• **EXTRACTED DATA**:
____________
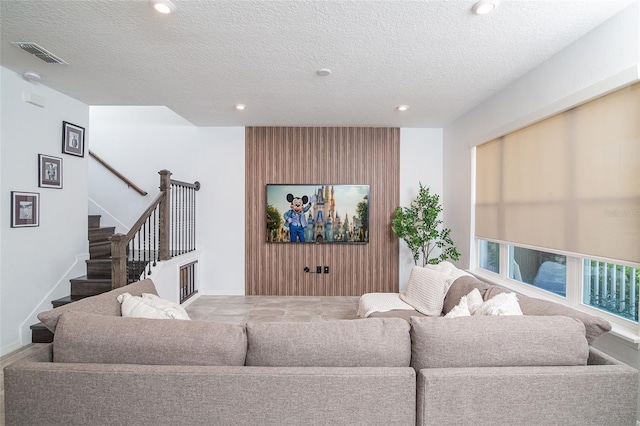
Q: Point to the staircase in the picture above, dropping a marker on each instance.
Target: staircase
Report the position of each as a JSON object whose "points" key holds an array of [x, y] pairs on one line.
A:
{"points": [[96, 281]]}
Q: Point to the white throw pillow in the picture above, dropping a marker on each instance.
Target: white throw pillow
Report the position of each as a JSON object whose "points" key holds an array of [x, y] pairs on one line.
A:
{"points": [[425, 291], [161, 303], [460, 310], [139, 307], [474, 300], [500, 304], [447, 268]]}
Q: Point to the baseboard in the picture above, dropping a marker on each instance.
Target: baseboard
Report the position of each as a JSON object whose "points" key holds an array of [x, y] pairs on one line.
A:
{"points": [[78, 268]]}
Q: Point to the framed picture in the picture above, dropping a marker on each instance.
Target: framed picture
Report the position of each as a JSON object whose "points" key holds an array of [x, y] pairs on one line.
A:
{"points": [[49, 171], [25, 209], [72, 139], [317, 214]]}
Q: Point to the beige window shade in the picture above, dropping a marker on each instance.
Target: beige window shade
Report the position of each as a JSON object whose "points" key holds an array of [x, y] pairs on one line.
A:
{"points": [[570, 182]]}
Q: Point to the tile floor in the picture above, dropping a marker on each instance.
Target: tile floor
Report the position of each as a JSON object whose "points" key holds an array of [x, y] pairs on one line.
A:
{"points": [[239, 310]]}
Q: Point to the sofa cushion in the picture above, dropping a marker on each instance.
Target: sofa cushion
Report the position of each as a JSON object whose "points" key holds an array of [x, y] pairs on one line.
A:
{"points": [[426, 290], [594, 326], [372, 342], [462, 287], [88, 338], [497, 341], [102, 304], [397, 313]]}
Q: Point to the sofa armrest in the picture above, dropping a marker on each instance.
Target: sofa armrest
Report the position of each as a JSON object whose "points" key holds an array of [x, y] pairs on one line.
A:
{"points": [[116, 394], [575, 395]]}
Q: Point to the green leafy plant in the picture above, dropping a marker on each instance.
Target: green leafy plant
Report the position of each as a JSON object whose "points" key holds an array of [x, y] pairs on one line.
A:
{"points": [[420, 227]]}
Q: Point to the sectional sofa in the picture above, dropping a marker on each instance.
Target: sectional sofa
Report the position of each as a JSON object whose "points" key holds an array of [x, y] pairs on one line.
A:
{"points": [[106, 369]]}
____________
• **REQUIRED TASK**:
Copy all the items above word for word, but leave the pictures out.

• **FULL OUTPUT**:
Q: Point to the staircase in the picture above, dropping a marker on each instance.
Target: staircase
Report the position of each as a JSON object whose "points" key holds an array of [x, y] pairs on one line.
A:
{"points": [[96, 281]]}
Q: Point to the white throw pillow in the picture above, dropping a marker on each instance.
Target: white throw pillow
Report the position of each as a JSON object whose "points" key holds an array of [x, y] pairs on one line.
A:
{"points": [[425, 291], [161, 303], [460, 310], [139, 307], [474, 300], [500, 304], [447, 268]]}
Q: Point to the baseboard in the picture above, dropping a marker on each instance.
Target: baseboard
Report the position of each as a JSON object whose "points" key holds an array of [x, y] pairs on one line.
A:
{"points": [[78, 268]]}
Q: Point to the framed picture in the picture above, dropping a marker on each instance.
Target: framed picture
Report the position of each as a JSON object whose "points" key holds an array of [x, y] pairs on one line.
A:
{"points": [[49, 171], [25, 209], [72, 139], [317, 214]]}
Q: Point to the beige window shade in the picture above, dropping a marker on each instance.
Target: beige window shade
Report the position of each as a JSON object whose "points" key holds an array of [x, y] pairs on one line.
A:
{"points": [[570, 182]]}
Q: Point to the tile floor in the picture above, dropping a marker on each instance.
Target: tile floor
Report the position of each as a JSON object whose "points" key holds an array of [x, y] pairs on one line.
A:
{"points": [[239, 310]]}
Q: Point to the sofa cushion in the picture above, dropping a marker on each instance.
Target: sofa cushion
Report the position of each as a JSON object whose "points" key holds an array of [x, y] pairs on one line.
A:
{"points": [[426, 290], [594, 326], [372, 342], [462, 287], [88, 338], [497, 341], [102, 304], [397, 313]]}
Q: Point to the sofa armrest in the picture above, dropping a marker on each instance.
Target: sofa armrest
Report the position of each as a JSON object whose "points" key holds an array of [x, y] pairs on one line.
A:
{"points": [[116, 394], [575, 395]]}
Q: Point to the green leafy plant in the picture above, dropping a marker on each instance.
Target: green leafy plant
Report the position of each as a JSON object whose "points" key holds an array of [x, y] pairs on one line.
A:
{"points": [[420, 227]]}
Q: Point to the sectional sofa in the picture above, dropping a marker on each instance.
Target: sectional sofa
Report the position of each as a JSON object whose "points" key holds an array of [x, y] pairs on one line.
A:
{"points": [[106, 369]]}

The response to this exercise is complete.